[TASK INSTRUCTIONS] From the entries below, transcribe exactly the lines between the line holding "Tag any visible lips in the frame." and the line holding "Tag any visible finger in the frame.", inclusive; skip all other lines.

Phrase grounding data:
▼

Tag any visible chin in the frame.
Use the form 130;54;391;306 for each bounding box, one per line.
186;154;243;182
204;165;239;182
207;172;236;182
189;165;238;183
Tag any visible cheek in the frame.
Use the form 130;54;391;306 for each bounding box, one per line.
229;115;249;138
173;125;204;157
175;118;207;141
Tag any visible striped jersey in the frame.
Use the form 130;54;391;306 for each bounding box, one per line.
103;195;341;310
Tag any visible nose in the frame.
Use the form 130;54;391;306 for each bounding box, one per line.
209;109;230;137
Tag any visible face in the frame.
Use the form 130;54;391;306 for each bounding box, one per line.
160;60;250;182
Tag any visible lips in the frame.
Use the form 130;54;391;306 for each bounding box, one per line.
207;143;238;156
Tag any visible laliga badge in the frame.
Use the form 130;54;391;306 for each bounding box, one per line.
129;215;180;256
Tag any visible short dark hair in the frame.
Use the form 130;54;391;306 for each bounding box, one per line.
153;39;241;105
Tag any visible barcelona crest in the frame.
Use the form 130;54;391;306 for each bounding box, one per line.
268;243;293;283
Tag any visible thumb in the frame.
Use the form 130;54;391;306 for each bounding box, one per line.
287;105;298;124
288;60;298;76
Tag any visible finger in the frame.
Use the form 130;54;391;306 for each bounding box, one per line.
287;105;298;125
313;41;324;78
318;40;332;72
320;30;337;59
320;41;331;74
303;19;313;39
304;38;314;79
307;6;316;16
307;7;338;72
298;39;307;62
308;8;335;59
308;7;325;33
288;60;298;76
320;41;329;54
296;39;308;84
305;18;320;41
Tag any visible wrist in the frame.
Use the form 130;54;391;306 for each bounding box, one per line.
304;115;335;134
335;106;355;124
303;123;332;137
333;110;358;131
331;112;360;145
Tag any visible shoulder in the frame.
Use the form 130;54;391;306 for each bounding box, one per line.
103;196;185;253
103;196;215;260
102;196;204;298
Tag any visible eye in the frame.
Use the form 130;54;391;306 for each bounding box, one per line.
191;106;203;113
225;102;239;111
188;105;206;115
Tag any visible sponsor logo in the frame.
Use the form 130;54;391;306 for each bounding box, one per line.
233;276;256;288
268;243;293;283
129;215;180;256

▲

[WRITTEN SOLUTION]
Tag any visible lips in the frame.
Use the form 130;54;391;306 for each bounding box, one per line.
207;143;238;156
Tag any visible laliga badge in the frame.
Use the form 130;54;391;306 for each bounding box, one per line.
129;215;180;256
Tag any visible short dark hair in the frame.
Use the form 130;54;391;306 for each bounding box, one per line.
153;39;241;105
Tag any visible barcelona crest in the frame.
Use the form 130;54;391;306 for each bounding box, one per line.
268;243;293;283
Tag any visible thumb in the frame.
Use the form 130;54;391;306 for each bounding box, one per line.
287;105;298;124
288;60;298;76
Tag any visible finger in the frame.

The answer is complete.